What you should do :: Convert every line of the rows below into a Markdown table with the columns No. and Line, numbering the lines in order and omitting any blank lines.

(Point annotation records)

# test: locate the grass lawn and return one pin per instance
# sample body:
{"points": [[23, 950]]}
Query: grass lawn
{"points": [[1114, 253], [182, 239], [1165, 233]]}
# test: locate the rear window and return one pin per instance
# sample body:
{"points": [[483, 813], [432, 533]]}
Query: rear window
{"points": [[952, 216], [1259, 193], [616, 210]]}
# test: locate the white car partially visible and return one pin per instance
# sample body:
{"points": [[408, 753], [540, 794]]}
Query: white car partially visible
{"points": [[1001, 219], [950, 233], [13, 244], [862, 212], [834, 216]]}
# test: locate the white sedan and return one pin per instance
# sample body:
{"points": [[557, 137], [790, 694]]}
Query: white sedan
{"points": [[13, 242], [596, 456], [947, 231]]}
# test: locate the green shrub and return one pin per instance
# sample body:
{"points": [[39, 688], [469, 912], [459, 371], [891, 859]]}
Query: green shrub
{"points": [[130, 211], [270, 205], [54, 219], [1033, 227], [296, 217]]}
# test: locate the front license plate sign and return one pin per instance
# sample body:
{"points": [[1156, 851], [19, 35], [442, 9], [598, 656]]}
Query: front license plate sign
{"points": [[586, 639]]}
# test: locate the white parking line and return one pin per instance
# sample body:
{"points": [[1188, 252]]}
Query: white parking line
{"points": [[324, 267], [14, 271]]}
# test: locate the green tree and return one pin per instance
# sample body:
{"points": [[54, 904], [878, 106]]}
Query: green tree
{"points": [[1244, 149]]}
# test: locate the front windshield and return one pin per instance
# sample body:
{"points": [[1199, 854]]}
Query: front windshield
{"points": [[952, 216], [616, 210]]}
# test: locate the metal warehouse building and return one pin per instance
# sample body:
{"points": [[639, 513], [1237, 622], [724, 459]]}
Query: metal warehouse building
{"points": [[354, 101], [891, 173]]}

Finished exercise ::
| No. | Line |
|---|---|
| 1 | # test: locate the grass lawn and return one pin per instance |
| 2 | # sample body: |
| 3 | {"points": [[23, 950]]} |
| 4 | Query: grass lawn |
| 5 | {"points": [[1114, 253], [182, 239], [1165, 233]]} |
| 6 | # test: locate the rear window and return one pin per instance |
| 7 | # sample body: |
| 8 | {"points": [[483, 813], [432, 533]]} |
| 9 | Query: rear window |
| 10 | {"points": [[952, 216], [1259, 193], [616, 210]]} |
| 11 | # test: locate the white car partially visible and return one pin per instance |
| 12 | # sample body: |
| 13 | {"points": [[408, 753], [540, 794]]} |
| 14 | Query: white car partially visible |
| 15 | {"points": [[1001, 219], [950, 233], [13, 244], [862, 212], [834, 216]]} |
| 16 | # test: locate the white sedan and return one pin per instance |
| 17 | # sample body: |
| 18 | {"points": [[557, 137], [790, 694]]} |
| 19 | Query: white sedan |
| 20 | {"points": [[13, 242], [596, 456], [947, 231]]} |
| 21 | # test: locate the green shrub and return one pin per instance |
| 22 | # sample body: |
| 23 | {"points": [[39, 688], [469, 912], [459, 371], [891, 859]]} |
| 24 | Query: green shrub |
| 25 | {"points": [[130, 211], [270, 205], [54, 219], [1033, 227], [296, 217]]} |
| 26 | # test: locate the front license plate sign and return one pin per instance |
| 27 | # sample body: |
| 28 | {"points": [[1156, 851], [19, 35], [442, 9], [598, 656]]} |
| 29 | Query: front license plate sign |
| 30 | {"points": [[586, 639]]} |
| 31 | # test: locate the white parking line and return one pin per instance |
| 32 | # sample body: |
| 33 | {"points": [[1188, 252]]} |
| 34 | Query: white parking line |
| 35 | {"points": [[324, 267], [14, 271]]} |
| 36 | # test: locate the green tree and return one pin per instance |
| 37 | # sample body: |
| 38 | {"points": [[54, 904], [878, 106]]} |
| 39 | Query: green tree |
| 40 | {"points": [[1244, 149]]} |
| 41 | # test: locate the front windshield and return one pin per instance |
| 42 | # sample body: |
| 43 | {"points": [[1199, 854]]} |
| 44 | Query: front windshield |
| 45 | {"points": [[952, 216], [616, 210]]} |
| 46 | # test: locate the metal warehouse building and return one pin per instance |
| 47 | # sample body: |
| 48 | {"points": [[639, 513], [1237, 622], [724, 459]]} |
| 49 | Query: metal warehouse building |
| 50 | {"points": [[354, 101], [891, 173]]} |